Assignment ▸
Starting at the first line of the listing below, repeat each line up to and including the one containing "negative clicks: (412, 329)". Leave out pictures.

<<<<

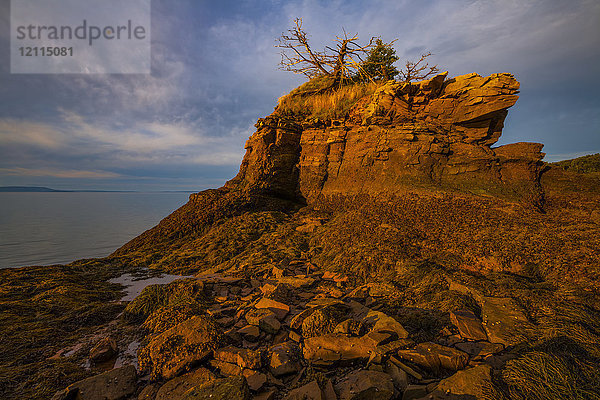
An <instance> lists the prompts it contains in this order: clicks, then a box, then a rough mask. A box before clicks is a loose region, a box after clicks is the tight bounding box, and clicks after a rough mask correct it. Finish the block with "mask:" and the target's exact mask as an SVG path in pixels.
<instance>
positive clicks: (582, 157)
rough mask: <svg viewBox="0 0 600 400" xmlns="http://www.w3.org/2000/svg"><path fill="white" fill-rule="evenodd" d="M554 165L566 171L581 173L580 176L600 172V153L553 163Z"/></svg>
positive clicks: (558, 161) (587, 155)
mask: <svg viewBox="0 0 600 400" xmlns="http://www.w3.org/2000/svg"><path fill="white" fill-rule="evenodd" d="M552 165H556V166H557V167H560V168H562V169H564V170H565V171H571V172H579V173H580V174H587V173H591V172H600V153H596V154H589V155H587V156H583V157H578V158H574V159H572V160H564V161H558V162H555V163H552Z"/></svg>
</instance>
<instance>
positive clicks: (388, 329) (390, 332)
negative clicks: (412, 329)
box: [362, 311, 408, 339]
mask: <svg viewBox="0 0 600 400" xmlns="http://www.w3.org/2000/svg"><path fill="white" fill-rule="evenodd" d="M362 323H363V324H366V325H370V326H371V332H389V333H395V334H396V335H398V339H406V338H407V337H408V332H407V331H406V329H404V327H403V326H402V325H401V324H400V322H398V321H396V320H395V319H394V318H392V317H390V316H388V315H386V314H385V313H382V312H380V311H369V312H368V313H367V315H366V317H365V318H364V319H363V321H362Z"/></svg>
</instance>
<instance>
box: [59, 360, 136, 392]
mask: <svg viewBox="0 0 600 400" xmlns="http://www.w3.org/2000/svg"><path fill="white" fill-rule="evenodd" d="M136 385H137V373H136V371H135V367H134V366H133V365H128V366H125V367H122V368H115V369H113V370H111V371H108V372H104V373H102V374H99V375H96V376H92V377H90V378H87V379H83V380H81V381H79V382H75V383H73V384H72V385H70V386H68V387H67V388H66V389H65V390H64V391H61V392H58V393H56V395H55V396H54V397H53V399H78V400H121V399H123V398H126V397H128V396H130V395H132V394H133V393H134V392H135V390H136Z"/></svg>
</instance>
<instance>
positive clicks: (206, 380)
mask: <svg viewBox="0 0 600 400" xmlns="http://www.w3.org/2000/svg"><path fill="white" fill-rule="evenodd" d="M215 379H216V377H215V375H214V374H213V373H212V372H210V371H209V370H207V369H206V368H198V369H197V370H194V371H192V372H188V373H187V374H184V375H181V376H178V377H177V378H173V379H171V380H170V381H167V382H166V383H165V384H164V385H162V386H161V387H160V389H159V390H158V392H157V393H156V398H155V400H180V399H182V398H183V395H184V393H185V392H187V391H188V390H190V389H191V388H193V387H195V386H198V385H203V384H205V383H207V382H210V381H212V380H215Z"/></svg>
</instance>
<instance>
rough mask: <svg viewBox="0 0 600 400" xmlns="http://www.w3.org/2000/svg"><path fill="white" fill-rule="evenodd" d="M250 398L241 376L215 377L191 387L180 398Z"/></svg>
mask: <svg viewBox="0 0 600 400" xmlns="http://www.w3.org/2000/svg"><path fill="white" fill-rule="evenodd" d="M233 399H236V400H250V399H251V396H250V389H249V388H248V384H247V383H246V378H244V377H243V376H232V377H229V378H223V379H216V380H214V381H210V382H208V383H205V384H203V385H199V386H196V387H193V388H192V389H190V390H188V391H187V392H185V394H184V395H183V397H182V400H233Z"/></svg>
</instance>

>>>>

Answer to this task ▸
An <instance> lists the prompts it contains in this order: clicks, then a box, then a rough mask. A box before clicks is a loose region, a box after clicks is the tight bounding box, and clicks after a rough mask correct it. Finish the block with "mask:" and the target's exact mask as an SVG path in pixels.
<instance>
positive clicks: (582, 157)
rough mask: <svg viewBox="0 0 600 400" xmlns="http://www.w3.org/2000/svg"><path fill="white" fill-rule="evenodd" d="M554 165L566 171L581 173L580 176L600 172V153L553 163Z"/></svg>
positive clicks: (558, 161) (587, 155)
mask: <svg viewBox="0 0 600 400" xmlns="http://www.w3.org/2000/svg"><path fill="white" fill-rule="evenodd" d="M552 165H556V166H557V167H560V168H562V169H564V170H565V171H571V172H579V173H580V174H587V173H591V172H600V153H596V154H589V155H587V156H583V157H578V158H574V159H572V160H564V161H558V162H555V163H552Z"/></svg>
</instance>
<instance>
positive clicks: (388, 329) (390, 332)
negative clicks: (412, 329)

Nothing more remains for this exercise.